:: PROVIDED PASSAGE
The University of Toronto strives to provide effective mentoring to new faculty members through a number of different vehicles. Within UTM, mentors help to orientate and socialize new faculty members to the requirements of academe. In addition, the Office of the Vice-President and Provost, in conjunction with the Office of Teaching Advancement, runs a series of workshops and events designed to help new faculty become familiar with our institutions.

Assignment of Mentors

As a new faculty, you should turn to your chair and your assigned mentor to help you settle into your department and establish your academic footing. The following summarizes the key points of the mentoring program:
1. UTM faculty who spend a substantial amount of time on the St. George campus are often assigned two mentors: a UTM one and one from the graduate department
2. All mentors are assigned by the UTM Chair. The Chair should select as a mentor a person whose views toward teaching and research are aligned with those generally accepted by the department.
3. The Chair ensures that appropriate documents are sent to the incoming new faculty member.
4. The Chair assigns a mentor to a new faculty member as soon as the offer of appointment is accepted.
5. This means the mentor can contact the new faculty member in advance and address critical questions and issues before their arrival.
6. The mentor should be appointed for 3 years, allowing interaction up to the time of the new faculty member's 3 year review.
7. The department will fund a couple of lunches per year for the mentor and new faculty member.

Mentor's Responsibilities

The mentor should advise the new faculty member in aspects of teaching, research and committee work or be able to direct the new faculty member to the appropriate individuals. Confidentiality - The mentor should treat all dealings and discussions in confidence. There is no requirement to report to the administration. There is no evaluation or assessment of the new faculty member, only supportive guidance and constructive criticism for the efforts. With this in mind, there should be care exercised in using the mentor on the three year review and clearly the new faculty member must approve (or otherwise) the mentor as a reviewer.
::::
:: INPUT ROWS
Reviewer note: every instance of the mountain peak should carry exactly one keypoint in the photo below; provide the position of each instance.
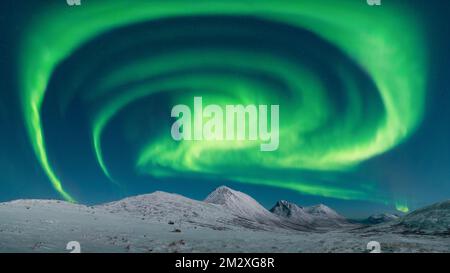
(238, 202)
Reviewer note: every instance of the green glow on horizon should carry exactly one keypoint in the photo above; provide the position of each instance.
(401, 206)
(386, 43)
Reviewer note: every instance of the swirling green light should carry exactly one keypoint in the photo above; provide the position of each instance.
(386, 43)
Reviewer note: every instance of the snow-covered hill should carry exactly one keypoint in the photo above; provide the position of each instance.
(248, 211)
(319, 216)
(434, 219)
(229, 221)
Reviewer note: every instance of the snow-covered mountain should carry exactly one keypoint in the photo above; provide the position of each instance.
(316, 216)
(229, 221)
(248, 211)
(434, 219)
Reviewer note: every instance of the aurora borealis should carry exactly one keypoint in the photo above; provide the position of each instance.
(101, 79)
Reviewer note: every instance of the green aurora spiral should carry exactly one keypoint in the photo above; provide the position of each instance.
(386, 45)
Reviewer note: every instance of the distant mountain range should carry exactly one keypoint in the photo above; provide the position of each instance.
(148, 218)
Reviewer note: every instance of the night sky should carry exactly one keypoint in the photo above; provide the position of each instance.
(86, 94)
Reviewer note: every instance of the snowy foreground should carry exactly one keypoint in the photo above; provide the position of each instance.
(227, 221)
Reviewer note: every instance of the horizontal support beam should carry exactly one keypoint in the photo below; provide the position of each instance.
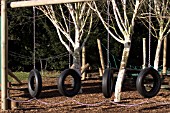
(42, 2)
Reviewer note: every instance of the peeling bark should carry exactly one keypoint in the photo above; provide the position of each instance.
(157, 55)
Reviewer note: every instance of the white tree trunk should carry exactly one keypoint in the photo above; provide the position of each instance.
(122, 70)
(157, 55)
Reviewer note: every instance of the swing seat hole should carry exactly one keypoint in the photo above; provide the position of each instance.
(148, 82)
(69, 83)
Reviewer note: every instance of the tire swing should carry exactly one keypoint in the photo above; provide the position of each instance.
(148, 75)
(76, 83)
(107, 83)
(34, 83)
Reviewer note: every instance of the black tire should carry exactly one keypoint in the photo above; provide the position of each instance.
(76, 85)
(107, 83)
(156, 82)
(34, 90)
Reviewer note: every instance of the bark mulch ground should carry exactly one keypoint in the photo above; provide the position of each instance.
(90, 101)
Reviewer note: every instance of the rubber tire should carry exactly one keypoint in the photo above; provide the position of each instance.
(107, 83)
(156, 82)
(34, 74)
(77, 82)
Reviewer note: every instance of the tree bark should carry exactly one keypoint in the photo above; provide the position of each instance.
(122, 70)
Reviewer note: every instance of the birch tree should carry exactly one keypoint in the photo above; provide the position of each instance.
(159, 24)
(121, 26)
(80, 21)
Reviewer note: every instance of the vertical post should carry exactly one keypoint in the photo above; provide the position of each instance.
(4, 56)
(144, 53)
(83, 61)
(164, 56)
(101, 56)
(34, 36)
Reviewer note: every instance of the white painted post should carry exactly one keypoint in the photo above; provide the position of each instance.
(164, 56)
(42, 2)
(144, 53)
(101, 57)
(4, 55)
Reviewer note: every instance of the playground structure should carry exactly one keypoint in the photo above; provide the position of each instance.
(107, 83)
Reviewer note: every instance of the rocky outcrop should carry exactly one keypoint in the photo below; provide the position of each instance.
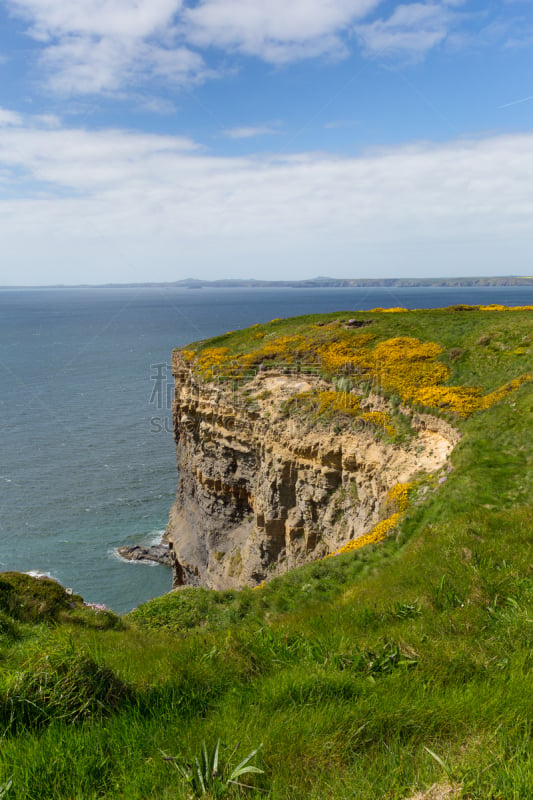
::::
### WORK INSTRUCTIONS
**A)** Extract the full passage on mentoring for new faculty, reproducing every word of it.
**B)** Substitute "marker" for "keypoint" in the listing lines from the one holding "Reviewer note: every instance of the playground" through the end of the listing, inclusive. Return only those lines with nothing else changed, and leave out the pictures.

### ANSWERS BELOW
**A)**
The University of Toronto strives to provide effective mentoring to new faculty members through a number of different vehicles. Within UTM, mentors help to orientate and socialize new faculty members to the requirements of academe. In addition, the Office of the Vice-President and Provost, in conjunction with the Office of Teaching Advancement, runs a series of workshops and events designed to help new faculty become familiar with our institutions.

Assignment of Mentors

As a new faculty, you should turn to your chair and your assigned mentor to help you settle into your department and establish your academic footing. The following summarizes the key points of the mentoring program:
1. UTM faculty who spend a substantial amount of time on the St. George campus are often assigned two mentors: a UTM one and one from the graduate department
2. All mentors are assigned by the UTM Chair. The Chair should select as a mentor a person whose views toward teaching and research are aligned with those generally accepted by the department.
3. The Chair ensures that appropriate documents are sent to the incoming new faculty member.
4. The Chair assigns a mentor to a new faculty member as soon as the offer of appointment is accepted.
5. This means the mentor can contact the new faculty member in advance and address critical questions and issues before their arrival.
6. The mentor should be appointed for 3 years, allowing interaction up to the time of the new faculty member's 3 year review.
7. The department will fund a couple of lunches per year for the mentor and new faculty member.

Mentor's Responsibilities

The mentor should advise the new faculty member in aspects of teaching, research and committee work or be able to direct the new faculty member to the appropriate individuals. Confidentiality - The mentor should treat all dealings and discussions in confidence. There is no requirement to report to the administration. There is no evaluation or assessment of the new faculty member, only supportive guidance and constructive criticism for the efforts. With this in mind, there should be care exercised in using the mentor on the three year review and clearly the new faculty member must approve (or otherwise) the mentor as a reviewer.

**B)**
Reviewer note: every instance of the playground structure should carry exactly one marker in the photo above; provide the position of each instance.
(107, 83)
Reviewer note: every instance of the rocky outcrop should carry exactly one marker in the photo below; provide the position of each instance.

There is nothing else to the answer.